■ TEXTO FUENTE:
Evidentemente, Dios no existe.

Es curioso que seamos capaces de creer a nuestro cuñado o al vecino del quinto cuando nos dice que la tierra es plana o que la pandemia es un montaje de Bill Gates, sin siquiera preguntarnos en qué se basa, y sin averiguar quién lo suscribe, y sin embargo miramos a otro lado cuando la ciencia y sus divulgadores nos presentan la realidad más fiable, basada en estudios empíricos demostrados mediante un método científico, que más o menos preciso, nos dirige hacia la hipótesis más verosímil. Leí hace no mucho que es sorprendentemente más fácil creer las mentiras que las verdades, quizá sea porque al no preguntarnos el origen, nuestra mente se decanta por lo que nos apetece creer o nos resulta más atractivo.

■ EXTRACTO DE DATOS:
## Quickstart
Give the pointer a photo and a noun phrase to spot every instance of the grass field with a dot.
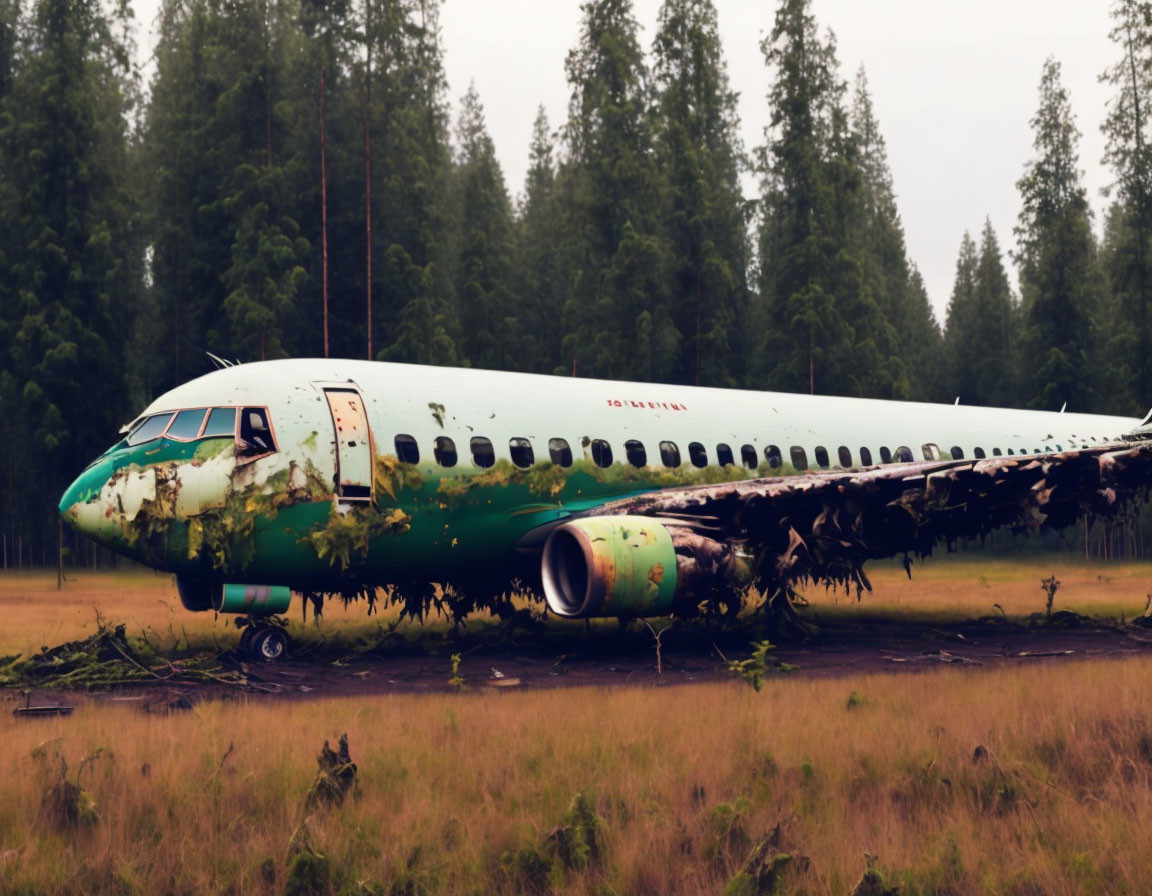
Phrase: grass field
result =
(1030, 780)
(948, 590)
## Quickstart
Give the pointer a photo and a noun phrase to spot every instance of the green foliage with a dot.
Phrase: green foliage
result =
(578, 840)
(1129, 153)
(134, 242)
(335, 779)
(982, 329)
(65, 805)
(825, 326)
(757, 667)
(310, 872)
(727, 830)
(1060, 276)
(456, 681)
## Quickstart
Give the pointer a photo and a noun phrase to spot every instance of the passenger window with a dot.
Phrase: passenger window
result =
(221, 422)
(444, 449)
(255, 433)
(483, 454)
(187, 425)
(522, 454)
(560, 453)
(635, 453)
(149, 428)
(407, 449)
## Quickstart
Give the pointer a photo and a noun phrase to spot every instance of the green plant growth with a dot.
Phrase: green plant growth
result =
(578, 841)
(757, 667)
(456, 680)
(335, 779)
(1050, 585)
(65, 805)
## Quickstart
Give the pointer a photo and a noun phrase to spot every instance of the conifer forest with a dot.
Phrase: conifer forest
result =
(294, 180)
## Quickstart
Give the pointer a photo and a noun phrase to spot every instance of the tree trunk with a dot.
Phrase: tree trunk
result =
(324, 221)
(368, 177)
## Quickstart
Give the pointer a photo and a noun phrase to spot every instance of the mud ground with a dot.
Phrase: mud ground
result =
(627, 659)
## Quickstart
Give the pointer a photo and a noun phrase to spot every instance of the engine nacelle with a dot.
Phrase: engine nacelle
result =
(609, 566)
(255, 600)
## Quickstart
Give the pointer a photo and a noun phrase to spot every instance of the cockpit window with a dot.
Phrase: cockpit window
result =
(187, 425)
(149, 428)
(221, 422)
(255, 433)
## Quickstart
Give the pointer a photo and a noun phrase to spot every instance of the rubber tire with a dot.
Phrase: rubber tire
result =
(245, 640)
(270, 644)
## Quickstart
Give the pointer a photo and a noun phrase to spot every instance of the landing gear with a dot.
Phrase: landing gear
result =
(263, 643)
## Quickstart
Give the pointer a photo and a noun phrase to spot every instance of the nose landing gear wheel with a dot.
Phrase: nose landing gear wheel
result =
(264, 643)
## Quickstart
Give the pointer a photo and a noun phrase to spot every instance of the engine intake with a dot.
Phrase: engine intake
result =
(634, 566)
(609, 566)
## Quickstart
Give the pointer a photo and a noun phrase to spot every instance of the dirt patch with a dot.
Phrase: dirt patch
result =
(623, 658)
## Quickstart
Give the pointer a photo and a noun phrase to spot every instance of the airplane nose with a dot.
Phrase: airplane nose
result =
(80, 503)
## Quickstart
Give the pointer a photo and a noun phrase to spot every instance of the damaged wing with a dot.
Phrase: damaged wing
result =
(823, 526)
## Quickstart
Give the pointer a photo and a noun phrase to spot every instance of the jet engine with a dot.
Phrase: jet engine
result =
(630, 566)
(254, 600)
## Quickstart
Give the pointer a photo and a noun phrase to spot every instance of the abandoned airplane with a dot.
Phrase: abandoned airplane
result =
(615, 499)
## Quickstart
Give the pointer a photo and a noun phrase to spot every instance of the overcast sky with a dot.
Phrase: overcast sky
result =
(954, 86)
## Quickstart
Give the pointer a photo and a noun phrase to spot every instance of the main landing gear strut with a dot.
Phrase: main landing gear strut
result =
(263, 642)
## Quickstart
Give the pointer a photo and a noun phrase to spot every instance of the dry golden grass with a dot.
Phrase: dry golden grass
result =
(963, 587)
(684, 779)
(36, 614)
(950, 589)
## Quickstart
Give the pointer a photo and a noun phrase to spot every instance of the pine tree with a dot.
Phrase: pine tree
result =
(980, 333)
(700, 160)
(69, 245)
(411, 165)
(1060, 280)
(539, 278)
(482, 252)
(900, 290)
(618, 317)
(826, 332)
(1129, 152)
(266, 272)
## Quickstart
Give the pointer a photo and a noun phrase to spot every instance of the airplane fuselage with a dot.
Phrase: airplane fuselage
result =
(334, 475)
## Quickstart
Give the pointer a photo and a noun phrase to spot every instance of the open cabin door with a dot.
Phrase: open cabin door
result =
(354, 443)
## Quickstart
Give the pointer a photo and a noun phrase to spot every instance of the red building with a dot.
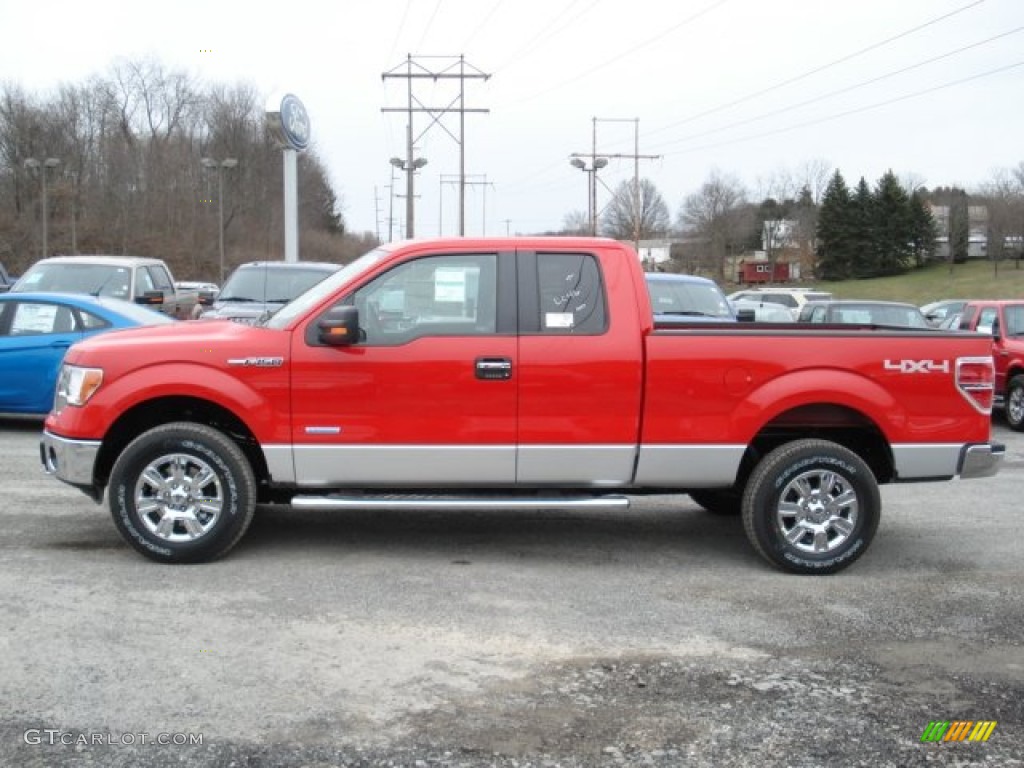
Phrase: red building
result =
(761, 271)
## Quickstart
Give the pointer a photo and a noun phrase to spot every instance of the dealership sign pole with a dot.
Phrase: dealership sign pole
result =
(289, 121)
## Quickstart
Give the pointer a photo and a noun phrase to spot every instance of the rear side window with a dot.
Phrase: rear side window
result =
(571, 294)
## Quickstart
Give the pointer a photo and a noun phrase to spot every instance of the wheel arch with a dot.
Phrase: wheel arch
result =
(826, 421)
(148, 414)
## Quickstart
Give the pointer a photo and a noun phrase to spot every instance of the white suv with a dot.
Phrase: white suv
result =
(792, 298)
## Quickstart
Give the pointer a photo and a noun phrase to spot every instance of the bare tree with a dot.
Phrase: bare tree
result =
(130, 177)
(715, 215)
(814, 176)
(621, 219)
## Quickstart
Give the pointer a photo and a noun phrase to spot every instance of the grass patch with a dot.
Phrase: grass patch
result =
(973, 280)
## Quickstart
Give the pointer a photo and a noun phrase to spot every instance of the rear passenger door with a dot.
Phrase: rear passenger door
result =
(579, 374)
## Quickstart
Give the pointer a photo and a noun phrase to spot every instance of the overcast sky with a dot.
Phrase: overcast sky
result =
(932, 89)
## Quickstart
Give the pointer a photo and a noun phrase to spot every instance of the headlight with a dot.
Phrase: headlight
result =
(76, 385)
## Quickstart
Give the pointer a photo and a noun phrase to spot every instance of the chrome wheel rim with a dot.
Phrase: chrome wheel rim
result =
(817, 512)
(178, 498)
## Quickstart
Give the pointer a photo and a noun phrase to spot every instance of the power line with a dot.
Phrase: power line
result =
(848, 113)
(855, 86)
(820, 69)
(630, 51)
(552, 28)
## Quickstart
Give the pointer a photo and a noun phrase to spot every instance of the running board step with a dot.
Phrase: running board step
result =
(481, 503)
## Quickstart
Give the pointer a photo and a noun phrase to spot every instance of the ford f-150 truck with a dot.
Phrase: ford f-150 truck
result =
(137, 279)
(1003, 322)
(507, 374)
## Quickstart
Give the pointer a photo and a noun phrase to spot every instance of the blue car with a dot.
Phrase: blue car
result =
(36, 330)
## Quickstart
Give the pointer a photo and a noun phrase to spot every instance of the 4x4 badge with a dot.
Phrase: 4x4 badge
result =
(919, 367)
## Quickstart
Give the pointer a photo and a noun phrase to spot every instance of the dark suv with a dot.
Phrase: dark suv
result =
(5, 280)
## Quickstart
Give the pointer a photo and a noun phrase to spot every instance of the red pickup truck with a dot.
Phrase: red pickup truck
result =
(1004, 322)
(513, 373)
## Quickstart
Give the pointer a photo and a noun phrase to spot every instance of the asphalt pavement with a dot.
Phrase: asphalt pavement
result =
(648, 637)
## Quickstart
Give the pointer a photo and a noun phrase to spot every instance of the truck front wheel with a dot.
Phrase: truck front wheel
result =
(1015, 403)
(182, 493)
(811, 507)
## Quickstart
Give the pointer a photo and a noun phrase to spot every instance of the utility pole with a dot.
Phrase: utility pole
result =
(453, 70)
(636, 157)
(481, 180)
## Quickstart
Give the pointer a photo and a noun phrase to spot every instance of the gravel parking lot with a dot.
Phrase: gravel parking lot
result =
(652, 637)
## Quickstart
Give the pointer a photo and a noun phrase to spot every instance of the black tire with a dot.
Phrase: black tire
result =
(727, 502)
(182, 493)
(1014, 407)
(811, 507)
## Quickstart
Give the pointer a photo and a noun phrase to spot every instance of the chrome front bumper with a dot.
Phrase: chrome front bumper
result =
(71, 461)
(981, 460)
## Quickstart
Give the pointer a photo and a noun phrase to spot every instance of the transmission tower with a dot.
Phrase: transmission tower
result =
(452, 68)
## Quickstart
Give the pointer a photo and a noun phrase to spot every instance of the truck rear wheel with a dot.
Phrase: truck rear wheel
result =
(811, 507)
(1015, 403)
(182, 493)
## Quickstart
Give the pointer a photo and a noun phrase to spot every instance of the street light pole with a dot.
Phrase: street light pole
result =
(596, 164)
(42, 166)
(220, 165)
(410, 167)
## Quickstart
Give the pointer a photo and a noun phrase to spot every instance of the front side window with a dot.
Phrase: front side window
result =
(143, 283)
(986, 321)
(161, 280)
(453, 295)
(1015, 320)
(30, 318)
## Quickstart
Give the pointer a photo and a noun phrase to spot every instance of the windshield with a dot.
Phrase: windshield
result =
(271, 285)
(325, 288)
(97, 280)
(684, 297)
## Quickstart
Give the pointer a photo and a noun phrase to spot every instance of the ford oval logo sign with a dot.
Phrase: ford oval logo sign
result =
(291, 122)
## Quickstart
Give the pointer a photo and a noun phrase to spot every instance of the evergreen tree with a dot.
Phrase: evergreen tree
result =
(835, 255)
(863, 242)
(958, 227)
(892, 229)
(924, 231)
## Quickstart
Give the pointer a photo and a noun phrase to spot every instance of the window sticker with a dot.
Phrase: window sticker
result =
(558, 320)
(34, 318)
(450, 285)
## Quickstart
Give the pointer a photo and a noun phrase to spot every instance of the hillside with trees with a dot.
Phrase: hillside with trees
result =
(127, 174)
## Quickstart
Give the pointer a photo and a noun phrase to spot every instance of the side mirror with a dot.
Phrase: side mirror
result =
(340, 327)
(151, 298)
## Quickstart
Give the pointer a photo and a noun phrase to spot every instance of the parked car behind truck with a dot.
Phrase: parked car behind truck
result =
(259, 288)
(512, 373)
(1003, 323)
(135, 279)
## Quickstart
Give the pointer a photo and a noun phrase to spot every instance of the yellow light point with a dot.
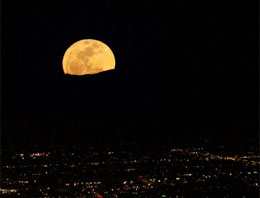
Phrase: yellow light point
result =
(88, 56)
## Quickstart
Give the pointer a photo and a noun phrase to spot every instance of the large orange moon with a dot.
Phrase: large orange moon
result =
(88, 56)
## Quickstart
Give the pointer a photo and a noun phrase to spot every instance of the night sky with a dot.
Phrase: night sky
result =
(180, 69)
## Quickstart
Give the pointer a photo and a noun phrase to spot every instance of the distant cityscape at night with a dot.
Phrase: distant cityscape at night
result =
(129, 170)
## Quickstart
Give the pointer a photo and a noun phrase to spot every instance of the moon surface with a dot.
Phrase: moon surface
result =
(88, 56)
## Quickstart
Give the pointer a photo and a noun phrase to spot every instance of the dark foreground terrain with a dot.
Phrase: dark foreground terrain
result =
(130, 169)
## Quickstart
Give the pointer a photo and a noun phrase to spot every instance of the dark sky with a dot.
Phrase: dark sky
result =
(190, 67)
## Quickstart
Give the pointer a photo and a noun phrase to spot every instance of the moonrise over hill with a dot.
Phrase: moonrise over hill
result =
(129, 99)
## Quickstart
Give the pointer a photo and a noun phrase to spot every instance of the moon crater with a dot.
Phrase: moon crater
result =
(88, 57)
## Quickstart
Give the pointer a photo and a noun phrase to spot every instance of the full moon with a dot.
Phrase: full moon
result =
(88, 56)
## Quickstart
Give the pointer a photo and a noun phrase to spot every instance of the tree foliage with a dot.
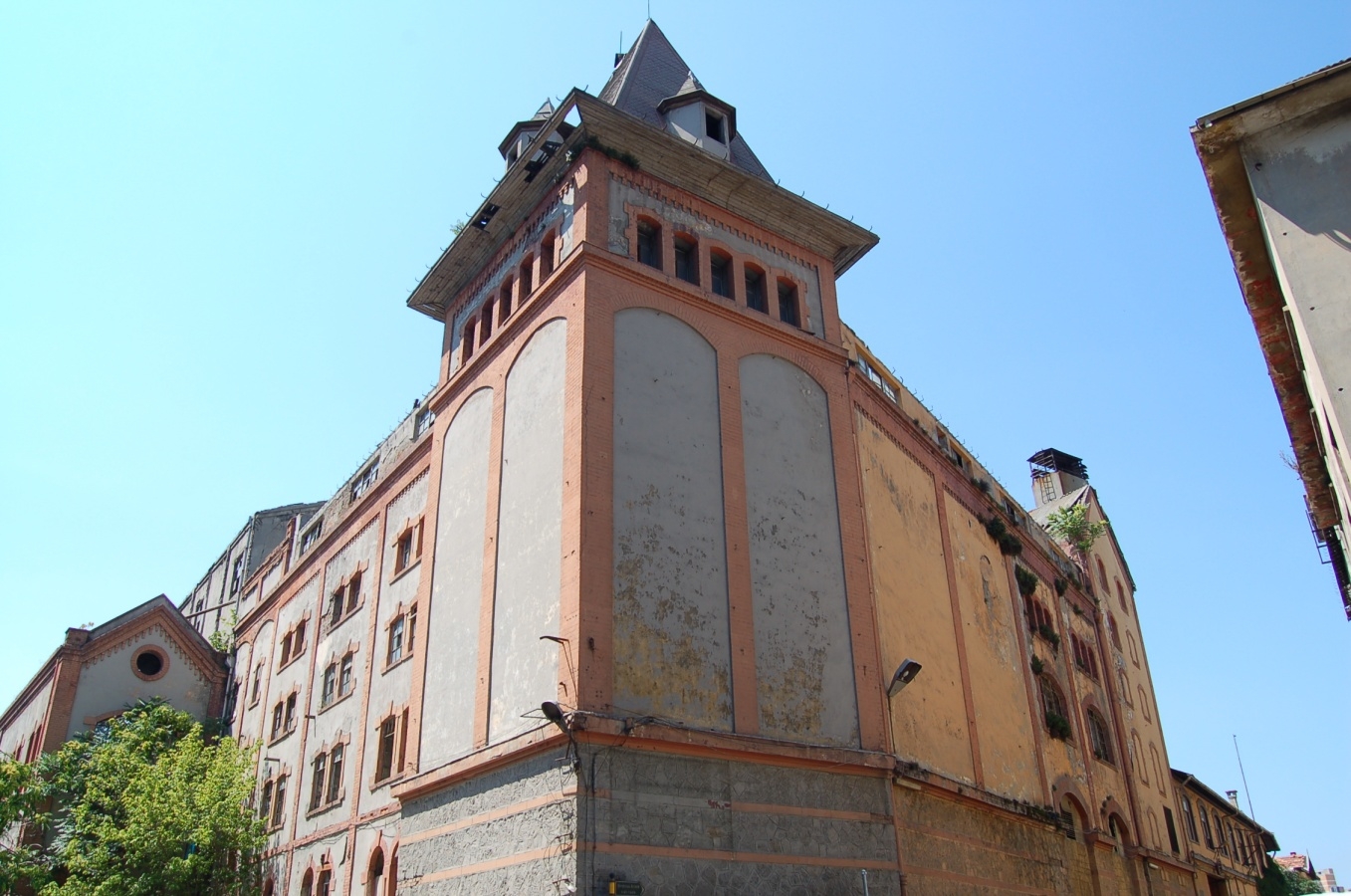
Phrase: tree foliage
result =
(1071, 525)
(148, 804)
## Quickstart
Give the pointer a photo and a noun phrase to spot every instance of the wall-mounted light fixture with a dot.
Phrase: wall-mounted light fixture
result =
(904, 675)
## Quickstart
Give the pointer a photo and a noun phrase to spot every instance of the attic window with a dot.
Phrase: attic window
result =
(714, 125)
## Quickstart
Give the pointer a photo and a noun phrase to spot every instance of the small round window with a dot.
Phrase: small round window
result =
(148, 662)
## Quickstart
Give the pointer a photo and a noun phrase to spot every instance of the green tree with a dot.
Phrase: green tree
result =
(22, 820)
(1071, 525)
(148, 804)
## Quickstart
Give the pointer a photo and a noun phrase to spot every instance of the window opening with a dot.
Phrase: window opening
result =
(756, 299)
(788, 303)
(649, 244)
(687, 258)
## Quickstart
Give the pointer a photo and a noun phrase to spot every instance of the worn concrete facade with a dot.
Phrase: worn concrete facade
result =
(621, 600)
(1279, 170)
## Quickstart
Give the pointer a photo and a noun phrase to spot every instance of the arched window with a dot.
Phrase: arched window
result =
(375, 873)
(650, 242)
(1100, 736)
(1054, 711)
(720, 273)
(687, 257)
(756, 299)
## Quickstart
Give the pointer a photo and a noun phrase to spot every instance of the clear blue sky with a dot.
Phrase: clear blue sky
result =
(211, 216)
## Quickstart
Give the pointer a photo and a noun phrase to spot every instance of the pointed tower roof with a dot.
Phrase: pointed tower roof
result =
(653, 72)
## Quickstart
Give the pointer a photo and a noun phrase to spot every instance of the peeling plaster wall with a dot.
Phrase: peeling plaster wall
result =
(672, 631)
(914, 611)
(109, 684)
(530, 534)
(684, 824)
(802, 654)
(457, 585)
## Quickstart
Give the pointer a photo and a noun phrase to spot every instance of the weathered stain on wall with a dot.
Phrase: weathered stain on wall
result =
(457, 585)
(802, 653)
(672, 632)
(912, 613)
(995, 658)
(530, 534)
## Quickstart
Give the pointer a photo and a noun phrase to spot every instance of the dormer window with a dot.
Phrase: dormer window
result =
(714, 125)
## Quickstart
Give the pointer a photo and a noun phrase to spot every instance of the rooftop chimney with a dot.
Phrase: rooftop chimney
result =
(1055, 475)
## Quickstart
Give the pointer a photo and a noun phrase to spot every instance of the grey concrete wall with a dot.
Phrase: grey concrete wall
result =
(530, 534)
(517, 815)
(672, 637)
(621, 193)
(457, 585)
(1301, 178)
(782, 830)
(802, 654)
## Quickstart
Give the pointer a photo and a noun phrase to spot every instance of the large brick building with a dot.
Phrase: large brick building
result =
(625, 597)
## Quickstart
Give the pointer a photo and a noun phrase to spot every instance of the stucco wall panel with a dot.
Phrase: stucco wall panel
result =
(1009, 747)
(525, 669)
(447, 727)
(802, 651)
(672, 635)
(915, 616)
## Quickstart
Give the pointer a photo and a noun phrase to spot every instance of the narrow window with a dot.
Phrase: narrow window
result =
(330, 684)
(344, 676)
(649, 244)
(546, 256)
(385, 756)
(317, 785)
(527, 277)
(788, 303)
(352, 590)
(720, 273)
(396, 641)
(336, 774)
(265, 803)
(1100, 737)
(1173, 830)
(279, 801)
(756, 299)
(466, 339)
(714, 125)
(687, 258)
(485, 328)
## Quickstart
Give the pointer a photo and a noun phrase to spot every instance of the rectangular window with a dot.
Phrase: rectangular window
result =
(687, 260)
(650, 244)
(330, 684)
(385, 749)
(344, 676)
(279, 801)
(317, 785)
(756, 299)
(396, 641)
(336, 774)
(788, 303)
(720, 275)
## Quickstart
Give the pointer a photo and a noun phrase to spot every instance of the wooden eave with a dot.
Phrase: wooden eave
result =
(681, 165)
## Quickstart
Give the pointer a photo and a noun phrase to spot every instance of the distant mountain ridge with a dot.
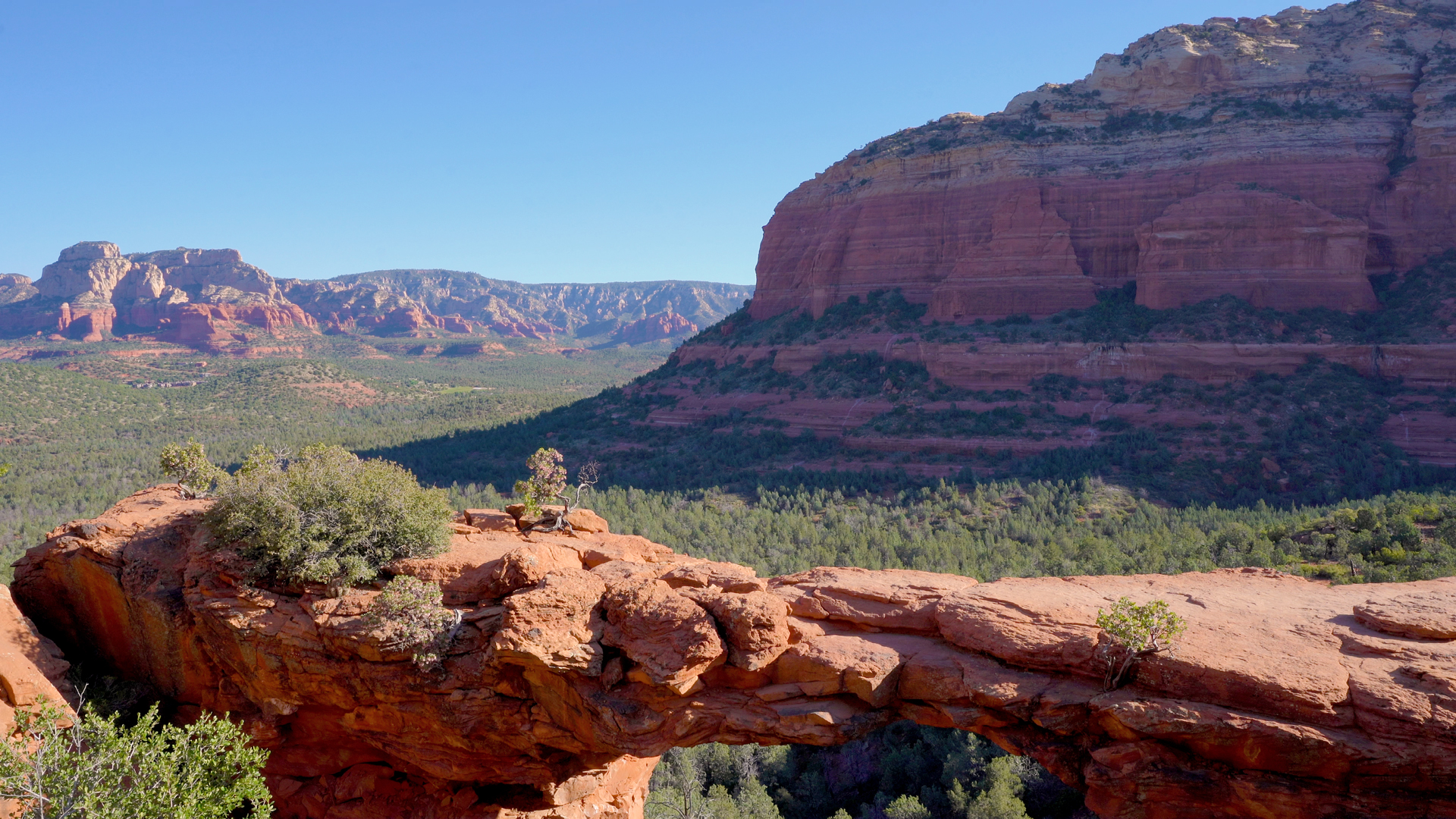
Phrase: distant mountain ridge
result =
(194, 297)
(580, 309)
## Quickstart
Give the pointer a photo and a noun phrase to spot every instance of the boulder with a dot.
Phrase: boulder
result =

■ TAREA: Imprime el texto fuente completo, sin cambiar ni una palabra ni un signo.

■ RESULTADO:
Evidentemente, Dios no existe.

Es curioso que seamos capaces de creer a nuestro cuñado o al vecino del quinto cuando nos dice que la tierra es plana o que la pandemia es un montaje de Bill Gates, sin siquiera preguntarnos en qué se basa, y sin averiguar quién lo suscribe, y sin embargo miramos a otro lado cuando la ciencia y sus divulgadores nos presentan la realidad más fiable, basada en estudios empíricos demostrados mediante un método científico, que más o menos preciso, nos dirige hacia la hipótesis más verosímil. Leí hace no mucho que es sorprendentemente más fácil creer las mentiras que las verdades, quizá sea porque al no preguntarnos el origen, nuestra mente se decanta por lo que nos apetece creer o nos resulta más atractivo.